TASK INSTRUCTIONS — A verbatim copy of the records below, pictures omitted, is the task.

RECORDED INFORMATION —
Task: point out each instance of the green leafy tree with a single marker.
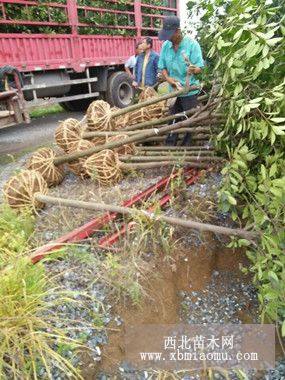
(245, 43)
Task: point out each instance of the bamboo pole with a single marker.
(167, 119)
(174, 153)
(162, 138)
(130, 211)
(154, 100)
(175, 148)
(158, 164)
(183, 158)
(191, 130)
(136, 138)
(148, 102)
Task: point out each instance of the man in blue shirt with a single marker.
(180, 61)
(147, 65)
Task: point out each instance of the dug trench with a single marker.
(198, 281)
(179, 291)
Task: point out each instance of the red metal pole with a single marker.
(108, 240)
(138, 18)
(89, 228)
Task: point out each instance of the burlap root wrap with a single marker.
(104, 167)
(42, 162)
(77, 166)
(19, 191)
(99, 116)
(122, 121)
(67, 133)
(124, 149)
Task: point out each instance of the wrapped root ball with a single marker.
(124, 149)
(139, 116)
(99, 116)
(104, 167)
(19, 191)
(77, 166)
(67, 133)
(122, 121)
(42, 162)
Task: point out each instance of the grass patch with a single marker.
(15, 232)
(45, 111)
(35, 332)
(28, 336)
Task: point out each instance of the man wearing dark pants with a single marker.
(180, 61)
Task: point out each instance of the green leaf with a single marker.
(279, 129)
(278, 119)
(232, 200)
(273, 276)
(274, 41)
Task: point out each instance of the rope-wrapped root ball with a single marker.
(98, 141)
(155, 110)
(104, 167)
(124, 149)
(42, 161)
(147, 93)
(67, 132)
(77, 166)
(120, 121)
(99, 116)
(20, 189)
(140, 115)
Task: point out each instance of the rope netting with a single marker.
(19, 191)
(42, 162)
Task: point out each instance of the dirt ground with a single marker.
(25, 136)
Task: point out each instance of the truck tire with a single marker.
(120, 92)
(77, 105)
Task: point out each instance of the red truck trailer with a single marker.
(54, 60)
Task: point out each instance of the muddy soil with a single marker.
(189, 272)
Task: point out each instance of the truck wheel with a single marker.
(77, 105)
(120, 92)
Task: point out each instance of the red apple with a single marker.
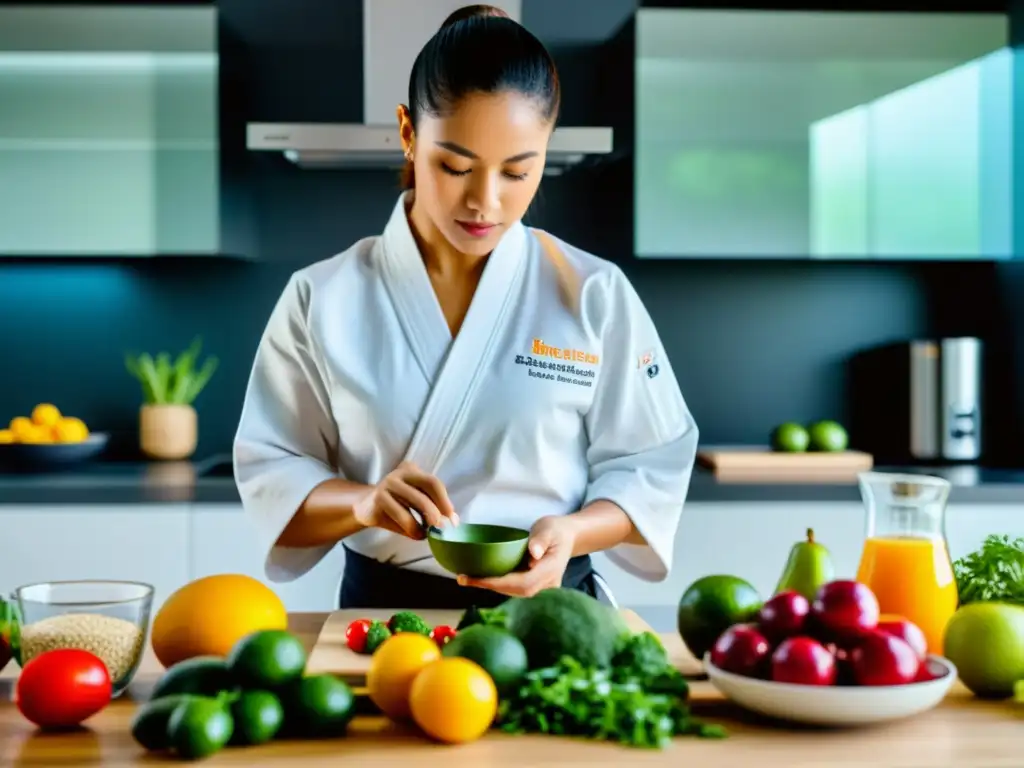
(844, 610)
(803, 660)
(906, 631)
(741, 649)
(844, 668)
(783, 615)
(881, 658)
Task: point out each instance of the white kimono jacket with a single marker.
(556, 392)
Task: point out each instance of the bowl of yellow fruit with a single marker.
(48, 439)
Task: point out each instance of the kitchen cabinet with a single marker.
(145, 543)
(780, 134)
(109, 131)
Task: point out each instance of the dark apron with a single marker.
(370, 584)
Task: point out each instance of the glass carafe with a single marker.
(905, 560)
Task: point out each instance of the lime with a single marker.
(985, 641)
(258, 716)
(711, 605)
(500, 652)
(318, 707)
(199, 727)
(790, 437)
(267, 659)
(148, 724)
(204, 676)
(827, 436)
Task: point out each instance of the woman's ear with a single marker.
(406, 130)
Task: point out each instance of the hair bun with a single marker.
(473, 11)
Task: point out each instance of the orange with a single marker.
(70, 430)
(209, 615)
(393, 667)
(454, 700)
(45, 415)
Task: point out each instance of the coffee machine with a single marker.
(919, 400)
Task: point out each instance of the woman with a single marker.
(464, 367)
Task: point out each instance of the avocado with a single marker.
(205, 676)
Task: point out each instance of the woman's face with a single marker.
(477, 170)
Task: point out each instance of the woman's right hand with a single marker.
(387, 506)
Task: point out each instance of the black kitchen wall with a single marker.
(754, 343)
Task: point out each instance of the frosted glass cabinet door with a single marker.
(787, 134)
(108, 152)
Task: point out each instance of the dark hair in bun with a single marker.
(479, 49)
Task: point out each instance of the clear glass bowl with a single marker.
(105, 617)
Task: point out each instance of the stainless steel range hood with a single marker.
(389, 49)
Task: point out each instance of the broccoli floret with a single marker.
(642, 654)
(407, 621)
(487, 616)
(376, 635)
(561, 622)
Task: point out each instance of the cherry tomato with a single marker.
(441, 634)
(355, 635)
(60, 688)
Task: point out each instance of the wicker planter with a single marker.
(168, 432)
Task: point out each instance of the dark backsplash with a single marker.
(753, 342)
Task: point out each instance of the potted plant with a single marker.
(168, 424)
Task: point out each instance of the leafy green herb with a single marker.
(992, 573)
(167, 382)
(639, 701)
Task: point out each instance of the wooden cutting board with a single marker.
(761, 463)
(332, 654)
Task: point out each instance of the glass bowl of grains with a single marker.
(105, 617)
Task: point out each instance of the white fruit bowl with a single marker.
(835, 706)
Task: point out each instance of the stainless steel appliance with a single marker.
(393, 32)
(919, 400)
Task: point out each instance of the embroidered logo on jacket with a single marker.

RESPONSE FOR THIS EXERCISE —
Task: point out each instance of the green leafy tree with a single marker.
(245, 43)
Task: point out each instance of the bamboo pole with a single marker.
(167, 119)
(174, 153)
(162, 138)
(130, 211)
(154, 100)
(175, 148)
(158, 164)
(183, 158)
(191, 130)
(136, 138)
(148, 102)
Task: point out each instance of the man in blue shirt with a single marker.
(180, 61)
(147, 65)
Task: point out each instance of the dug trench with a single marker.
(198, 281)
(179, 291)
Task: point out each instance of the red metal pole with a single marker.
(108, 240)
(138, 18)
(89, 228)
Task: point out each instance of the burlap root wrap with a single marker.
(104, 167)
(42, 162)
(77, 166)
(19, 191)
(99, 116)
(122, 121)
(67, 133)
(124, 149)
Task: point out each instance of the wrapped root ball with a single marker.
(124, 149)
(139, 116)
(99, 116)
(104, 167)
(19, 191)
(77, 166)
(67, 133)
(122, 121)
(42, 162)
Task: point out each instance of the grass patch with a single marker.
(15, 232)
(45, 111)
(35, 332)
(28, 336)
Task: point out each instance of the man wearing dark pants with a single marker.
(180, 61)
Task: point out each instance of the green leaf with a single marker.
(279, 129)
(278, 119)
(232, 200)
(273, 276)
(274, 41)
Task: point out each instance of the rope-wrapped root ball with a single marker.
(98, 141)
(155, 110)
(104, 167)
(124, 149)
(42, 161)
(147, 93)
(67, 132)
(77, 166)
(120, 121)
(99, 116)
(20, 189)
(140, 115)
Task: point out each instance of the rope netting with a single marker.
(19, 191)
(42, 162)
Task: point out each instance of the dirt ground with a single marker.
(25, 136)
Task: point out each instance of the truck tire with a single marker.
(120, 92)
(77, 105)
Task: point out each instance of the red truck trailer with a single marker.
(54, 60)
Task: point out each instance of the muddy soil with a single marker.
(189, 272)
Task: point out each instance of the truck wheel with a single marker.
(77, 105)
(120, 92)
Task: point out each instance of the red apple with a single marker.
(844, 610)
(803, 660)
(906, 631)
(741, 649)
(844, 668)
(783, 615)
(881, 658)
Task: point out each instance of the white kimono jacket with a single marker.
(556, 392)
Task: point out each instance of the bowl of yellow fruit with a single marker.
(48, 439)
Task: point out each instance of the kitchen cabinet with a single marker.
(145, 543)
(780, 134)
(109, 131)
Task: point out each instance of the dark apron with a single marker.
(370, 584)
Task: point out each instance of the glass carafe with a single marker.
(905, 560)
Task: point out each instance of the lime with a single marker.
(985, 641)
(258, 716)
(711, 605)
(500, 652)
(318, 707)
(199, 727)
(790, 437)
(267, 659)
(148, 724)
(204, 676)
(827, 436)
Task: point out each instance of the woman's ear with a single marker.
(406, 130)
Task: point out each instance of the hair bun with a single marker.
(473, 11)
Task: point out each instance of the orange with a single marker.
(70, 430)
(209, 615)
(393, 667)
(454, 700)
(45, 415)
Task: point out each instance of the coffee machine with a single marker.
(919, 400)
Task: point out each instance of the woman with a single marker.
(464, 367)
Task: point out each instance of the avocado with a single marker.
(205, 676)
Task: point out each instance of the woman's face with a single marker.
(477, 170)
Task: point out each instance of the woman's right hand with a single marker.
(387, 506)
Task: point out each instance of the black kitchen wall with a single marker.
(754, 343)
Task: point out each instance of the frosted glass cabinet door with a single marker.
(787, 134)
(108, 152)
Task: point out each instance of the dark hair in bun with a single marker.
(479, 49)
Task: point out each instance of the clear glass bowl with a single marker.
(105, 617)
Task: point out each instance of the stainless steel range hood with a single marker.
(389, 49)
Task: point out each instance of the broccoli floret with a single marker.
(642, 654)
(407, 621)
(487, 616)
(376, 635)
(561, 622)
Task: point out each instance of the cherry tomato with a single marker.
(441, 634)
(355, 635)
(60, 688)
Task: point out each instance of the wicker planter with a single marker.
(168, 432)
Task: point out each instance of the dark backsplash with a single marker.
(753, 342)
Task: point out each instance of the potted plant with a single marker.
(168, 424)
Task: point out each instance of the leafy green herb with a single marker.
(992, 573)
(167, 382)
(639, 701)
Task: point out each instance of the wooden cutting board with a single marker.
(761, 463)
(332, 654)
Task: point out each instance of the glass bowl of grains with a single marker.
(105, 617)
Task: point out each instance of the white fruit bowl with a single marker.
(835, 706)
Task: point out each instance of the stainless steel appliance with a single marker.
(393, 32)
(919, 400)
Task: point out each instance of the embroidered logo on jacket with a single marker.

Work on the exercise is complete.